*** TEXT ***

Roll five dice. What's the chance of rolling exactly one pair?

Question

If I roll five dice, what's the chance that exactly two of the die show the same number?

I know that the total number of possible outcomes is $6^5$ = 7776. I calculated the probability that at least 2 of the die will have the same outcome. To do this, I found the probability that no two die will be alike:

$\frac{6!}{7776}$ = .0926

Then I subtract that result from 1: 1 - .0926 = .9074.

This is the probability that there be AT LEAST one pair. However, I need to find the probability that there will be EXACTLY one pair. The only way I can think of doing this is by subtracting the prob. that there will be at least five pairs, four pairs, etc. from .9074. But is there a quicker way to solve the problem?

*** DATA ***

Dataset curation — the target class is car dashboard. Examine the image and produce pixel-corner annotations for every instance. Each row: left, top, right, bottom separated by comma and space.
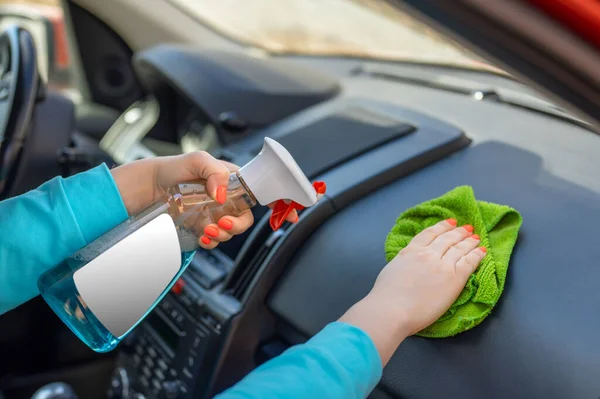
101, 46, 600, 399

***

### EXERCISE BRIEF
Can you set down, word for word, the part of the dice probability question above starting at "Roll five dice." and ending at "- .0926 = .9074."?

### SOLUTION FOR THIS TASK
Roll five dice. What's the chance of rolling exactly one pair?

Question

If I roll five dice, what's the chance that exactly two of the die show the same number?

I know that the total number of possible outcomes is $6^5$ = 7776. I calculated the probability that at least 2 of the die will have the same outcome. To do this, I found the probability that no two die will be alike:

$\frac{6!}{7776}$ = .0926

Then I subtract that result from 1: 1 - .0926 = .9074.